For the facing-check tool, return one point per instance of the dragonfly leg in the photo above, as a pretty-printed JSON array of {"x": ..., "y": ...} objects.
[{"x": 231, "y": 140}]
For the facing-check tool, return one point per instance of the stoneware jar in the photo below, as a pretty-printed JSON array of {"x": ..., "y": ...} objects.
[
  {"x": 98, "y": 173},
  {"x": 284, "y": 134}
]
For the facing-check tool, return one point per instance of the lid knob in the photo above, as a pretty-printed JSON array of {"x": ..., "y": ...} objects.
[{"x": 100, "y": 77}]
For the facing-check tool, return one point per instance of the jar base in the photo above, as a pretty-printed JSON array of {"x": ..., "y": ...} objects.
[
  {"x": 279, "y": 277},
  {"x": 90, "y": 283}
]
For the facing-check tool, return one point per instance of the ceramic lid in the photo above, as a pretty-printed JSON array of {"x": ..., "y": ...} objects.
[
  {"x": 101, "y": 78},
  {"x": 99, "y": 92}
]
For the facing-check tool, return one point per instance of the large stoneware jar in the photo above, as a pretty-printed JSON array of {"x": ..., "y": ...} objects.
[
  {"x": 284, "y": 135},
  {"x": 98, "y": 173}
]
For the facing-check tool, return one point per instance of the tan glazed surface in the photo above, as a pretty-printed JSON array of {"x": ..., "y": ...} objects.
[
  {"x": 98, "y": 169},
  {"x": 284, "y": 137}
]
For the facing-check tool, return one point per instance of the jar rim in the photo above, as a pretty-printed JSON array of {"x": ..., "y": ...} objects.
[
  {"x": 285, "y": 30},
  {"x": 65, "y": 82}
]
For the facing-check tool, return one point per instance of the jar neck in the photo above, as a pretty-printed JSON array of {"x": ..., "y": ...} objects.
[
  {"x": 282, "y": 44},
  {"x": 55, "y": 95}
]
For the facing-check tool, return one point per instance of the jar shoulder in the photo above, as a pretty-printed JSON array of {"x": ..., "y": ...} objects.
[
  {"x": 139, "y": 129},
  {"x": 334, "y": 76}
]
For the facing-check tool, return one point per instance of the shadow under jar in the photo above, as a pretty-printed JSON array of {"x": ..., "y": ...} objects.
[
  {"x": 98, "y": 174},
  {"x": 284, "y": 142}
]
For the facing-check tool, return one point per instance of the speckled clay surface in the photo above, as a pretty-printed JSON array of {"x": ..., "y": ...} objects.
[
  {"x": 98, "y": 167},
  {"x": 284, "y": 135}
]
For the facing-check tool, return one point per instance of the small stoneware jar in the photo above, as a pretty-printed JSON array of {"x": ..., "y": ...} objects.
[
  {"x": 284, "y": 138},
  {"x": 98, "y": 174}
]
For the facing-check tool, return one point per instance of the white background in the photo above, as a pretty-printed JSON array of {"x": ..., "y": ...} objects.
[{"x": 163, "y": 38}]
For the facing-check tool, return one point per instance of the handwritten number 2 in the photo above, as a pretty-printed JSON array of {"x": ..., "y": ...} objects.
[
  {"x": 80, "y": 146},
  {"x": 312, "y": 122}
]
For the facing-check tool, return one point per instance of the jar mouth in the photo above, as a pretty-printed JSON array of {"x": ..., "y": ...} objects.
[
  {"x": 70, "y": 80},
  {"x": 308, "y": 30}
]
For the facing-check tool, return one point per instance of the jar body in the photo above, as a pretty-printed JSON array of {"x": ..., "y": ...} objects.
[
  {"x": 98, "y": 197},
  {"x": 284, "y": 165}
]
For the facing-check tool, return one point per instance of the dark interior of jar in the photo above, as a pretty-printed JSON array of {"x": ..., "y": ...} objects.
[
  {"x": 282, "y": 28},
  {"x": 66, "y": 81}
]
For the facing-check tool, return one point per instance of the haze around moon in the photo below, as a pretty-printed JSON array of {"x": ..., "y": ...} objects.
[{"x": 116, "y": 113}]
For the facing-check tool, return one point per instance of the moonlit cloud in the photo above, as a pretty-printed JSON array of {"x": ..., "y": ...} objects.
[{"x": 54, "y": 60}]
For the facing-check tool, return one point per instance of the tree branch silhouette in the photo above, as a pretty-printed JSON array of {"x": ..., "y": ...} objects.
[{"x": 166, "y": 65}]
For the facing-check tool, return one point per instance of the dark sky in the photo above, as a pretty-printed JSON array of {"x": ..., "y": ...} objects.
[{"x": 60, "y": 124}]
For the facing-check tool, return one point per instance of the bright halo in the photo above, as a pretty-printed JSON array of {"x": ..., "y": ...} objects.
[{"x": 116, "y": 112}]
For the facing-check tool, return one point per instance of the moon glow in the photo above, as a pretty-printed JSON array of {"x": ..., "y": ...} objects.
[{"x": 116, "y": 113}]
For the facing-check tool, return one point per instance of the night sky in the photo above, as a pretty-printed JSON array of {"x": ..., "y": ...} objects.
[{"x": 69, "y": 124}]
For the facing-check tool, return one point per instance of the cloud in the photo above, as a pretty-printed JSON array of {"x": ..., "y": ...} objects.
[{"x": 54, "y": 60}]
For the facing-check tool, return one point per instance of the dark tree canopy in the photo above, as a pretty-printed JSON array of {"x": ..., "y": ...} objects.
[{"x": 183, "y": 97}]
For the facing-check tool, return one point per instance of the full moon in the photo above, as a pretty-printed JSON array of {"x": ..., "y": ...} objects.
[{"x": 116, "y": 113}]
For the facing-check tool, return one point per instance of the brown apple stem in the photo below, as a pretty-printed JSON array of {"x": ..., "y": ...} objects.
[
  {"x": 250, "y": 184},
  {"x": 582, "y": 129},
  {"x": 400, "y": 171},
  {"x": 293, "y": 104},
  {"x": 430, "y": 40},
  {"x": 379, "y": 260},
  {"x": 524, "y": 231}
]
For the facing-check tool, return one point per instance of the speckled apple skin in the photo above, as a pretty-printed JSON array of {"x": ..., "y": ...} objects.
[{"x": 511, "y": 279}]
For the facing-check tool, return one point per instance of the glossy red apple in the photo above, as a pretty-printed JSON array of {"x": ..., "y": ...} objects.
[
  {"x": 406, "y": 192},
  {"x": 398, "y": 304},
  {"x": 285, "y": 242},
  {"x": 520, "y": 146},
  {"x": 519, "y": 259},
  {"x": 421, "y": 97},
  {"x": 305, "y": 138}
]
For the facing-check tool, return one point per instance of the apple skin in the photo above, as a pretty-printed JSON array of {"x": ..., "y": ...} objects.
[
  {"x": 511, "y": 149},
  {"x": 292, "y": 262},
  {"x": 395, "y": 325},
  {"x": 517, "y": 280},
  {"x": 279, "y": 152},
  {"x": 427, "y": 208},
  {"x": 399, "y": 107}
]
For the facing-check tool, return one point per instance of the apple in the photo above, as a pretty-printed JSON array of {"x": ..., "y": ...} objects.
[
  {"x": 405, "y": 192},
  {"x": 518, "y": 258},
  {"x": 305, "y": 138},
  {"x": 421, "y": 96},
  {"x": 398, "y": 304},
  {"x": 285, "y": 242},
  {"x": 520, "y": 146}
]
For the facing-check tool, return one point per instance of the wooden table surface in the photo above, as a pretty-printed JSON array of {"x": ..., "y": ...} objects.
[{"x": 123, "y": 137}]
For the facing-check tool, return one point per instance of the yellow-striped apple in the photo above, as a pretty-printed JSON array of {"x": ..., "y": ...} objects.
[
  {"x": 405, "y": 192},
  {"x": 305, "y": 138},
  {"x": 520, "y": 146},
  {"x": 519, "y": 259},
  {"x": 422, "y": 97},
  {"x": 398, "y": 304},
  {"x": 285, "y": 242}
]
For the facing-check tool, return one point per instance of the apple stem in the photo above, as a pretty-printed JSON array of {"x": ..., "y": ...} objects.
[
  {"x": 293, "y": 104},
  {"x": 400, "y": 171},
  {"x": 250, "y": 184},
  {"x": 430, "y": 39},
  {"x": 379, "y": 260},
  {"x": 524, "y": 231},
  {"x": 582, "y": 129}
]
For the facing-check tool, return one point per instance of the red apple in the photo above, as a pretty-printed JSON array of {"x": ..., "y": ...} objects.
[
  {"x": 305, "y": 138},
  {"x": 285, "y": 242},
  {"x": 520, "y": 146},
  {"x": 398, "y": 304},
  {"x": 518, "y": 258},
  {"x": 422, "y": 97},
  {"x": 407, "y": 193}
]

Exercise goal: From the line that contains "the apple skin" to the last line of the material above, repeat every line exactly, keeping both the first and the last.

Result of the task:
For the facing-check tool, return one point per instance of the apple skin in the photo above, as a pretty-printed JSON array of {"x": ..., "y": ...} objects.
[
  {"x": 511, "y": 149},
  {"x": 292, "y": 262},
  {"x": 395, "y": 325},
  {"x": 517, "y": 280},
  {"x": 279, "y": 152},
  {"x": 427, "y": 208},
  {"x": 399, "y": 107}
]
For the facing-check tool, return one point per instance of the apple in the photo above, as a pretty-printed JSON array of {"x": ..., "y": ...} objects.
[
  {"x": 405, "y": 192},
  {"x": 518, "y": 258},
  {"x": 305, "y": 138},
  {"x": 421, "y": 96},
  {"x": 398, "y": 304},
  {"x": 285, "y": 242},
  {"x": 520, "y": 146}
]
For the facing-check tool, return one point per instance of the wooden table surface in the photo above, as a pretty-printed JSON array of {"x": ..., "y": ...} objects.
[{"x": 123, "y": 137}]
For the facing-check tool, return one point per instance of the yellow-striped apple in the photo above, as a pretty-printed JSON array of {"x": ..., "y": ...} objects.
[
  {"x": 405, "y": 192},
  {"x": 305, "y": 138},
  {"x": 520, "y": 146},
  {"x": 519, "y": 259},
  {"x": 422, "y": 97},
  {"x": 398, "y": 304},
  {"x": 285, "y": 242}
]
For the facing-check tool, return one point per instance of the apple stem in the photo above, as a pretty-printed JSON array of {"x": ..., "y": ...} objects.
[
  {"x": 293, "y": 104},
  {"x": 400, "y": 171},
  {"x": 250, "y": 184},
  {"x": 430, "y": 39},
  {"x": 379, "y": 260},
  {"x": 524, "y": 231},
  {"x": 582, "y": 129}
]
For the facing-check tool, return one point per instance of the red apple in the photo above, as a pretty-printed JSON array of {"x": ..., "y": ...} objects.
[
  {"x": 305, "y": 138},
  {"x": 285, "y": 242},
  {"x": 520, "y": 146},
  {"x": 398, "y": 304},
  {"x": 518, "y": 258},
  {"x": 422, "y": 97},
  {"x": 407, "y": 193}
]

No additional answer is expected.